** Preguntas del material **
1. Reproduce textualmente el pasaje de la crónica sobre el festival de cine de Montreal que comienza en las palabras "Del 27 de agosto" y termina tras "de la mano.".
2. Escribe la continuación de la crónica sobre el festival de cine de Montreal a partir de su última oración.

═══ Texto de referencia ═══

Del 27 de agosto al 7 de septiembre producciones del mundo entero se dieron cita en la generosa programación de uno de los festivales más largos del planeta. Andrés Nazarala, que ungió como jurado Fipresci, vio cómo la combinación humanitaria y el buen cine no siempre van de la mano.

Por Andrés Nazarala

Es tentador hablar de Montreal como ciudad a la hora de escribir sobre su festival de cine. Referirse a su gente, sus infartantes mujeres, sus restaurantes y todos esos detalles que –con la distancia de la no descartable mirada turística- la convierten en algo cercano al paraíso o, si se quiere, a una metrópoli imposible. Pero su festival de cine sintoniza con esas otras maravillas, porque más allá de la calidad de la selección (que revisaremos a continuación), lo primero que impresiona favorablemente es el envidiable entusiasmo del público quebequense. Desde primera hora en la mañana, personas de todas las edades llenaban las salas y hacían largas filas para apreciar las películas en exhibición, desde títulos canadienses con actores reconocidos localmente (como Pierre Lebeau, una suerte de Mickey Rourke de Montreal, protagonista de la taquillera Un cargo pour L'Afrique) hasta la más periférica producción oriental.

═══ Datos sin procesar ═══

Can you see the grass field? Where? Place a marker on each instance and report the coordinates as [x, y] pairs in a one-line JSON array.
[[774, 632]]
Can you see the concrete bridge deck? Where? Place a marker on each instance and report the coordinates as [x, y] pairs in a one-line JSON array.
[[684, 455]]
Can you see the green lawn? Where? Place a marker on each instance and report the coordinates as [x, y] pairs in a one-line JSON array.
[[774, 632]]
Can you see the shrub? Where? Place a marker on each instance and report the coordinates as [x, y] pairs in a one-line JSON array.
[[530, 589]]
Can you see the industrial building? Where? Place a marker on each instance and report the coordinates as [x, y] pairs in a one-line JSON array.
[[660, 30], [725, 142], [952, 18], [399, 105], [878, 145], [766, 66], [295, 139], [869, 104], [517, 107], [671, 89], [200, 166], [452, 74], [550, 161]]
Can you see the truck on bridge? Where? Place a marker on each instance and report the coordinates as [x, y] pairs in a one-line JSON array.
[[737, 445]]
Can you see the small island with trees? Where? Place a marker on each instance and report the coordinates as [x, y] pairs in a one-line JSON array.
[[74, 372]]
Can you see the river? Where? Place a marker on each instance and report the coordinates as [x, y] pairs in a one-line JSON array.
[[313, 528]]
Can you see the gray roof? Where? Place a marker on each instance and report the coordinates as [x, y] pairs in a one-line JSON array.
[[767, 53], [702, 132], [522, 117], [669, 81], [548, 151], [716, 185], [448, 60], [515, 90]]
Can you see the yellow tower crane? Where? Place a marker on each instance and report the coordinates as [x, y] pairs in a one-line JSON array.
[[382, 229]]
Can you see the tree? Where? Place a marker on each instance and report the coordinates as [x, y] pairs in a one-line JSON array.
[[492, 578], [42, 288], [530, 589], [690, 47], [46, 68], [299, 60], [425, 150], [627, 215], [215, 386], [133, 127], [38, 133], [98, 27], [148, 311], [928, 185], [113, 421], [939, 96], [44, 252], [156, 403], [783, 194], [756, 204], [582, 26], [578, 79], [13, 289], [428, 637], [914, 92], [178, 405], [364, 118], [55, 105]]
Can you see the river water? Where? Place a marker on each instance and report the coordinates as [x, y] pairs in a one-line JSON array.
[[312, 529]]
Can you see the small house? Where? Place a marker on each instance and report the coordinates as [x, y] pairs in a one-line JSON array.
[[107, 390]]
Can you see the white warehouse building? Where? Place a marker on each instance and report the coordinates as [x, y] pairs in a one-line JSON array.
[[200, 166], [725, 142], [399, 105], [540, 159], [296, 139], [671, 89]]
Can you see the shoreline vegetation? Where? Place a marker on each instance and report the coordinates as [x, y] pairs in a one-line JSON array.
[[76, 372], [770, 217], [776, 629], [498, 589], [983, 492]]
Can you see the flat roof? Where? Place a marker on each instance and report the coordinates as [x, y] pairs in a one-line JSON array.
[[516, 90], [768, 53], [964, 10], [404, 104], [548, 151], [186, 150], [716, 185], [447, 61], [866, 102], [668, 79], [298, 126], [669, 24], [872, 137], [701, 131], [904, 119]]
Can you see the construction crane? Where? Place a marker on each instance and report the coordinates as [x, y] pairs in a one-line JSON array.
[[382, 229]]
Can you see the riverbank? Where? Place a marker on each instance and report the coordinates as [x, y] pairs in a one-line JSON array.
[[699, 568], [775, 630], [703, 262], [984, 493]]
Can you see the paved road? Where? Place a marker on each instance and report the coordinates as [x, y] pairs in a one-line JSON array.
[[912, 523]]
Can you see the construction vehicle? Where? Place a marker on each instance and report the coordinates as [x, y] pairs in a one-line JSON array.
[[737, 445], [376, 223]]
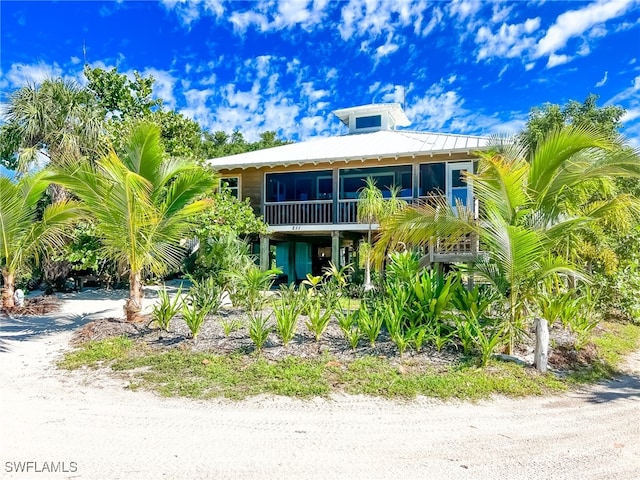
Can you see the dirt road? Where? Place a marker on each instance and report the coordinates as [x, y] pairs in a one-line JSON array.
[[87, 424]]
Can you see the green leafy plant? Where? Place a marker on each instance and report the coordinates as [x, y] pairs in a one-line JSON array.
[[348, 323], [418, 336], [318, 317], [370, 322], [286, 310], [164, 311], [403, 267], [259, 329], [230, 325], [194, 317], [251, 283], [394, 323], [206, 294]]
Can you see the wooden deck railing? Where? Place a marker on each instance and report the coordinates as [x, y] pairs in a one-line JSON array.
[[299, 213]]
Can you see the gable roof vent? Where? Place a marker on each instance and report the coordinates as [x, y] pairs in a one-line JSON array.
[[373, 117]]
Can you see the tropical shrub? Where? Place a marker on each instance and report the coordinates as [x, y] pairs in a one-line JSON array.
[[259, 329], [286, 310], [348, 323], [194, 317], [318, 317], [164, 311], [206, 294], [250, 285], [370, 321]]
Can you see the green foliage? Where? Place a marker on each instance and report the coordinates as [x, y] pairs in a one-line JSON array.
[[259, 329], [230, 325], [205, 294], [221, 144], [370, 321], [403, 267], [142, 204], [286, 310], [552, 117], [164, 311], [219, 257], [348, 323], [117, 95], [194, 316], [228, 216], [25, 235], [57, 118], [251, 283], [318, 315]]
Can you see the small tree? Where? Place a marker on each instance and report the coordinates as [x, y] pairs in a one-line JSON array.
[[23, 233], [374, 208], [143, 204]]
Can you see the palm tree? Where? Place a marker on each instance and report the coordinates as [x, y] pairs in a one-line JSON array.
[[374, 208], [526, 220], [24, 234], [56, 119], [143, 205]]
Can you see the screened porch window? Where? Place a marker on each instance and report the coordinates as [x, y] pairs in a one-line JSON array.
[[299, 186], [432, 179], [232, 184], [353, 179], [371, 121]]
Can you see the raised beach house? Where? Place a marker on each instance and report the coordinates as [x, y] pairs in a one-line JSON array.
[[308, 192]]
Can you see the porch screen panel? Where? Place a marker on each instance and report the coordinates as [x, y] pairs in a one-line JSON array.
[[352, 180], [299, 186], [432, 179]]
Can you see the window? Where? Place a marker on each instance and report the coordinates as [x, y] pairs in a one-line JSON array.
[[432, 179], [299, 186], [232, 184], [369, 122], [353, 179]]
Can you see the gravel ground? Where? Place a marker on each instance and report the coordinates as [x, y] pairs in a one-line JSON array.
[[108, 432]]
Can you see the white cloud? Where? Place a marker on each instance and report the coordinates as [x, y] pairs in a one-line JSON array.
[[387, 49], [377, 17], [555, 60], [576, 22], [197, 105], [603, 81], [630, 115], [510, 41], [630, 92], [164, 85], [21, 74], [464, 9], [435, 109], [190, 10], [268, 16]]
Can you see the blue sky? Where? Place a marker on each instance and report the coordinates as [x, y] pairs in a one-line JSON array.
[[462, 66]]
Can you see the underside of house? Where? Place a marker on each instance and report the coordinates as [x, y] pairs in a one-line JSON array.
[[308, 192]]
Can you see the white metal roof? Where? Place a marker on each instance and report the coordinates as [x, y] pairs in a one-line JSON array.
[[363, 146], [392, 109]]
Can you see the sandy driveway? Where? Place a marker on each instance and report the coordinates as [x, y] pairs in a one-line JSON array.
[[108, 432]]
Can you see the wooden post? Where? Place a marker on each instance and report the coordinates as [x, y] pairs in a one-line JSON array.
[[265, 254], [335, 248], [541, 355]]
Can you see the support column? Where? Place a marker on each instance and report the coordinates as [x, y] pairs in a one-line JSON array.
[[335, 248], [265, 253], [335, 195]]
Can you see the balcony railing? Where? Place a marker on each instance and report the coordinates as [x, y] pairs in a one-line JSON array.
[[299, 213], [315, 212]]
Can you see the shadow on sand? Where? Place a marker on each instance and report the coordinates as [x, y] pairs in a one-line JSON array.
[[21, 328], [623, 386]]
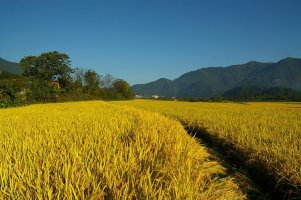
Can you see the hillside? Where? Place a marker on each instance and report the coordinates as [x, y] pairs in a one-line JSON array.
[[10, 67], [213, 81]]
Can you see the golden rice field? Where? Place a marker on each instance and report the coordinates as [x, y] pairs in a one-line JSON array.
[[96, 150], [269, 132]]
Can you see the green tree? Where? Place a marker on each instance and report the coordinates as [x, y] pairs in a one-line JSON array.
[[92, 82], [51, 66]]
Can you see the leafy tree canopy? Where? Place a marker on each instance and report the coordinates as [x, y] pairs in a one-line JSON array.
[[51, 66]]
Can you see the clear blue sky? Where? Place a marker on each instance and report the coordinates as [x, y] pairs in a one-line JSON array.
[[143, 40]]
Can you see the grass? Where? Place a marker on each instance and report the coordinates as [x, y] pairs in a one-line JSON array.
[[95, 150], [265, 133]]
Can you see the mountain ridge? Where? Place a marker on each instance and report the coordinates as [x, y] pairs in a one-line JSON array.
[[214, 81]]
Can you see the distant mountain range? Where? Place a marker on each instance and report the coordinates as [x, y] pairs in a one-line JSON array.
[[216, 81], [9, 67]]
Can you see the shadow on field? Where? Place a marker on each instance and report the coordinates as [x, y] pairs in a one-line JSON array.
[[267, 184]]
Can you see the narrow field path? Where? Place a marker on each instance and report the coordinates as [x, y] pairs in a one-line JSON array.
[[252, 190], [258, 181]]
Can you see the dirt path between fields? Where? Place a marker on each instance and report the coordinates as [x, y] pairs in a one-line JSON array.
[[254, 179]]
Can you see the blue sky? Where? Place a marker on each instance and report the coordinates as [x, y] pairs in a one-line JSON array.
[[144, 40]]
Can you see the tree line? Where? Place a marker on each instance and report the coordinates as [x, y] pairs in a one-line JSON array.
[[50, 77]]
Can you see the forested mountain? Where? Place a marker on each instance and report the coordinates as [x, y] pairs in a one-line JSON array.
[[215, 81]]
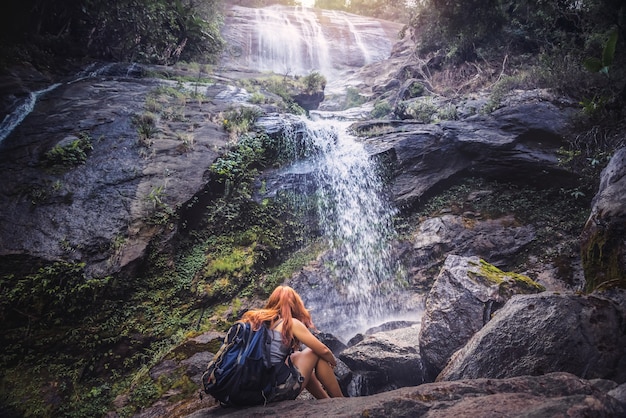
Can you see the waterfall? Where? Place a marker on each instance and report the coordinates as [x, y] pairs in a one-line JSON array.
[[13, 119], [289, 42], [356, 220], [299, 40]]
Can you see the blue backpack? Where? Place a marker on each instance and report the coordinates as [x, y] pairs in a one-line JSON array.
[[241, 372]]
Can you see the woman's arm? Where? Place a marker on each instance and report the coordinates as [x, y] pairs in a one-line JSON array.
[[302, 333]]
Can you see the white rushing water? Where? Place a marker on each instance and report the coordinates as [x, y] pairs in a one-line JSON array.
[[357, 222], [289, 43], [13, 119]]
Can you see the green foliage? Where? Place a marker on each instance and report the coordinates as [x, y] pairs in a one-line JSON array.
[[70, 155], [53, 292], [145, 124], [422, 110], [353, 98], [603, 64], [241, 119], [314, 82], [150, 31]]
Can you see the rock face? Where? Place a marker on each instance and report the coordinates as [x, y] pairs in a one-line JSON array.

═══

** Respuestas del ejercicio **
1.
Del 27 de agosto al 7 de septiembre producciones del mundo entero se dieron cita en la generosa programación de uno de los festivales más largos del planeta. Andrés Nazarala, que ungió como jurado Fipresci, vio cómo la combinación humanitaria y el buen cine no siempre van de la mano.

2.
La inquietud pareciera responder tanto al espíritu de una ciudad cosmopolita y culta como a la orientación étnica de un certamen contundente (dura 12 días) que acertadamente se llama Festival des Films du Monde. Es que si en Toronto George Clooney brillaba sobre la alfombra roja, en Montreal estaba el galán del cine nipón Tadanobu Asano, posando para las cámaras de adolescentes japonesas que gritaban alrededor suyo. Si en la gala de apertura de Cannes se rendía homenaje a Pixar con el estreno mundial de Up!, aquí el público se entusiasmó con cortos animados que reflejan la identidad cultural de los pueblos.

El de Montreal es una suerte de festival étnico que esquiva la idea común de que en Norteamérica no hacen más que mirarse el ombligo. Ya sea por moda o interés real (da un poco lo mismo; lo importante son las acciones), existe allá una intensa preocupación por entender el estado del planeta, buscar elementos unificadores entre tantas diferencias, identificar al ser humano detrás de los maquillajes de la raza, las costumbres y los idiomas.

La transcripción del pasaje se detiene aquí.